**Required tasks**
a) In the forum post about kernel panics, list every component type given with a colon label in the build list, along with the model named for each.
b) Carry on the forum post about kernel panics from the point where it stops.

Kernel panics - not sure if HW issue

Status
Not open for further replies.

Mr Snow

Dabbler
Joined
May 22, 2016
Messages
29
Hey folks,

First up I'd like to say that this forum has been a fantastic resource for me putting together my build. I haven't felt the need to post anything thus far because the information available with a search usually answers my question. Not in this case however :)

TLDR: I think my motherboard has an issue, but I'm not sure. Supermicro X11SSM-F.

Build:
  • MB: Supermicro X11SSM-F
  • CPU: Intel Xeon E3-1230 V5
    • Stock fan.
    • I (only today) ran a "breakin" test on this. When the CPU was running at 100%, the temp was hovering around 80°C with spikes above that.
  • RAM: Crucial 32GB Kit (2 x 16GB) DDR4-2400 ECC UDIMM (CT7982365 aka CT2K16G4WFD824A)
    • (On chip label says they are Micron MTA18ASF2G72AZ-2G3A1ZG. They are on the tested list (without the ZG on the end). IPMI HW info validates this.
    • memtestx86 run for over 24 hours with no issues reported (Passmark v6.3.0 due to UEFI and DDR4 support)
    • Motherboard reports this as 2133MHz
    • IPMI says Max speed 2400MHz, Operating Speed 2133MHz.
  • PSU: Corsair RM550x (I tried to get the SeaSonic, but it is not very available in Australia)
  • HDD: 7 x 3TB WD RED
    • HDD burn in performed properly (short, conveyance, long, badblocks -ws, long with no reported erros).
  • Boot: 2 x Cruiser Ultra Fit 16GB (USB3 sticks)
    • I'm aware of the heat concerns around these sticks. I don't think it is related to my problem however
  • Case: Fractal Design Node 804
  • IPMI firmware flashed to 1.13 as part of diag
  • BIOS version 1.0b
    • BIOS set to full UEFI
    • HDD spin up delay enabled
    • Otherwise mostly defaults (switched some other device settings from Legacy to UEFI).
I think that covers everything.

The first odd thing I noticed was when I was trying to use 3 Noctua fans I bought (Model: NF-F12 PWM). They seemed to run fine with an idle speed of 300rpm reported by IPMI (I had adjusted the thresholds per this thread). But intermittently (anything from a 5 second gap to several hours gap), IPMI would report one of the fans dropping to 0rpm. This would trigger a full speed spin up of all fans, and they would immediately settle back to 300rpm. However when I physically watched this happen, the fan in question did not stop spinning. I tried swapping FAN headers, etc but the problem remained. I've now removed all of the Noctua fans because even with 1 fan in the system, it still kept happening. I reported this to Supermicro support but they just advised me to use one of their fans.

**Listed records**

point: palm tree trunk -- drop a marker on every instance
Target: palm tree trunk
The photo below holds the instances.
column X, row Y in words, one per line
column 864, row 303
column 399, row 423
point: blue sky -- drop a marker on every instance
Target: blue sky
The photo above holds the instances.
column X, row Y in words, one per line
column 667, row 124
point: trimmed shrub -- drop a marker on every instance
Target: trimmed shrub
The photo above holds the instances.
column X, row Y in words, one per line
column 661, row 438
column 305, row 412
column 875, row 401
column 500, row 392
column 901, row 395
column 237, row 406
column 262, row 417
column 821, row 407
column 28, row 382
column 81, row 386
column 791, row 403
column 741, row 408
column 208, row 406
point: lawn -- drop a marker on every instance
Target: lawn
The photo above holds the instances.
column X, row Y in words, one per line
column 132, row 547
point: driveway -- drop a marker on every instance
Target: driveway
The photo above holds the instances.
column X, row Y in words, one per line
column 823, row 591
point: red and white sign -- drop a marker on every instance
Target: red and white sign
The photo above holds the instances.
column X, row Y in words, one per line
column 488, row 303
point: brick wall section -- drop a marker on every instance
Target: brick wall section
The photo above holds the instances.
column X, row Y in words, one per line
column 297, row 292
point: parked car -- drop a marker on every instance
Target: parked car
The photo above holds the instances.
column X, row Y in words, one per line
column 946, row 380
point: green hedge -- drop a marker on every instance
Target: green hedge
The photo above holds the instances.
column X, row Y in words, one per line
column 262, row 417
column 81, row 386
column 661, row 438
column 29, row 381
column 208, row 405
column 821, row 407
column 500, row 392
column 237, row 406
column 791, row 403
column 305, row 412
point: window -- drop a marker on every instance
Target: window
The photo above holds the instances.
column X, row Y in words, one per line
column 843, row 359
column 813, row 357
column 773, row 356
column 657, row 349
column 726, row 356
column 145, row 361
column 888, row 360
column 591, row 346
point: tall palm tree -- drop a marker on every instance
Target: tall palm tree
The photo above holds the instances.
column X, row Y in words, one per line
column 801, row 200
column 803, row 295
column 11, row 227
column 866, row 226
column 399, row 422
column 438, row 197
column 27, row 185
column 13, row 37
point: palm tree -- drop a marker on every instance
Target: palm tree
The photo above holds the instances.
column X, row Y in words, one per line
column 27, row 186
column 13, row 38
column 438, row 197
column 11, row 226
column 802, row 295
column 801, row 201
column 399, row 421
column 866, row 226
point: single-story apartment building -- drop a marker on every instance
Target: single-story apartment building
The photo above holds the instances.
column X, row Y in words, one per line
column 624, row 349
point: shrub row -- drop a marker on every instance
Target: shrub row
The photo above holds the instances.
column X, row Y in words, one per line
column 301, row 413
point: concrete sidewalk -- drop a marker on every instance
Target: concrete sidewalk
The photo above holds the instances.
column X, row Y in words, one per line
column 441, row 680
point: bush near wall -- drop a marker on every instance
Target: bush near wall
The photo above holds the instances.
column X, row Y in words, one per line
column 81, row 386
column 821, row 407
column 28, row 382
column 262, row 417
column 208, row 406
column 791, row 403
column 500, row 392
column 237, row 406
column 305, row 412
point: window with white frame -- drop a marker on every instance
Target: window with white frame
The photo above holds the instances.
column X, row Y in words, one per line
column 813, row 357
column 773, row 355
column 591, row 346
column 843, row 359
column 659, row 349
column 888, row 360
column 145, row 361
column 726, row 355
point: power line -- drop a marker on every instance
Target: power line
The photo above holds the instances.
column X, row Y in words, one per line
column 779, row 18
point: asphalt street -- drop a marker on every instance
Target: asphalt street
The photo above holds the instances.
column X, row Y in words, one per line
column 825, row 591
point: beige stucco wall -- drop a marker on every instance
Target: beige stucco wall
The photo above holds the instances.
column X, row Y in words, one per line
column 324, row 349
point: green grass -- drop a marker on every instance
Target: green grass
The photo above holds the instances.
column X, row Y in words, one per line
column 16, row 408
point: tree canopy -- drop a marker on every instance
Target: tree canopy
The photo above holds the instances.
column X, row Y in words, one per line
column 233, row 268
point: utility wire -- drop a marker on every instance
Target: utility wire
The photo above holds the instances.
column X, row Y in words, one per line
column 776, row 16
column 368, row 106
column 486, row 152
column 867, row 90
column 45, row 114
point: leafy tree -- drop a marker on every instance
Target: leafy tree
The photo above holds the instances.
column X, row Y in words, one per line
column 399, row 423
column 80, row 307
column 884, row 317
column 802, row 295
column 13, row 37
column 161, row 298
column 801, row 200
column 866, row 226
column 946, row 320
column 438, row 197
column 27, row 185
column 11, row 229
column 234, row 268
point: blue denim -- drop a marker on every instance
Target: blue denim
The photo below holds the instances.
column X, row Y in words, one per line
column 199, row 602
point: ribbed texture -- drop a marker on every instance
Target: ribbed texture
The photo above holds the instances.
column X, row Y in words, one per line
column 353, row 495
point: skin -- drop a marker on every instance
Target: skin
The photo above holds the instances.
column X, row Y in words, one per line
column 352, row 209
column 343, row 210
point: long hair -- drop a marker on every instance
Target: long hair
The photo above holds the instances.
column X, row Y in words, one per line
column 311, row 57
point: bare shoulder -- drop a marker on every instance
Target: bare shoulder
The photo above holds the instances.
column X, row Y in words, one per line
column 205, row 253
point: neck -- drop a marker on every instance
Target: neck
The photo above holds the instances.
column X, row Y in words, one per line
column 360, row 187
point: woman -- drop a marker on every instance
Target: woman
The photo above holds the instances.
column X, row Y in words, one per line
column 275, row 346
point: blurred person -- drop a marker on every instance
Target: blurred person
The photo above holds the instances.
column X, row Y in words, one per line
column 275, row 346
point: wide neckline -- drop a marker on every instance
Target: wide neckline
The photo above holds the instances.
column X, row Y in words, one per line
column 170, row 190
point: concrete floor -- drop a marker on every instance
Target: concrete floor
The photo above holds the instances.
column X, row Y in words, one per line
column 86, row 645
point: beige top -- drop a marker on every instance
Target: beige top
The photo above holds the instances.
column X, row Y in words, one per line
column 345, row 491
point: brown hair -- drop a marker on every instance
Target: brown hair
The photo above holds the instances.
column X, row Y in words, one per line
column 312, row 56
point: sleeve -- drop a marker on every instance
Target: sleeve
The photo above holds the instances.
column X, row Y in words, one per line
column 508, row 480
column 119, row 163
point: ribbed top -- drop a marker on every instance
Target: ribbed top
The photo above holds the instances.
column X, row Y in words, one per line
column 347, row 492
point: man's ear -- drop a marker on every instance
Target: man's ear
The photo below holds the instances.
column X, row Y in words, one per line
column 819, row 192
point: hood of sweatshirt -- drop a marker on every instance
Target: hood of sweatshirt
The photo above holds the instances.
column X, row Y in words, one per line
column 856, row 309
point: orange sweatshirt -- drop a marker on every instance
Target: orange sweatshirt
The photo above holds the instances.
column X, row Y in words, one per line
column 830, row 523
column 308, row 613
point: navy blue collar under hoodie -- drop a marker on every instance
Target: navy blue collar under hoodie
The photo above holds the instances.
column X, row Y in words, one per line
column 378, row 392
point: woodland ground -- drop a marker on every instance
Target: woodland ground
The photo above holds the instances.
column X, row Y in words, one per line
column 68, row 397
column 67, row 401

**Responses to the tasks**
a)
- MB: Supermicro X11SSM-F
- CPU: Intel Xeon E3-1230 V5
- RAM: Crucial 32GB Kit (2 x 16GB) DDR4-2400 ECC UDIMM (CT7982365 aka CT2K16G4WFD824A)
- PSU: Corsair RM550x
- HDD: 7 x 3TB WD RED
- Boot: 2 x Cruiser Ultra Fit 16GB (USB3 sticks)
- Case: Fractal Design Node 804

b)
More recently, I've progressed to getting the odd kernel panic. These seem to occur when I'm playing around with jails. It got to a point where just installing a new jail would cause a kernel panic.

A relevant section from the most recent crash dump:

Code:
<7>ifa_del_loopback_route: deletion failed: 48
Freed UMA keg (udp_inpcb) was not empty (240 items).  Lost 24 pages of memory.
Freed UMA keg (udpcb) was not empty (2171 items).  Lost 13 pages of memory.
Freed UMA keg (tcptw) was not empty (1035 items).  Lost 23 pages of memory.
Freed UMA keg (tcp_inpcb) was not empty (349 items).  Lost 35 pages of memory.
Freed UMA keg (sackhole) was not empty (375 items).  Lost 3 pages of memory.
Freed UMA keg (tcpcb) was not empty (89 items).  Lost 30 pages of memory.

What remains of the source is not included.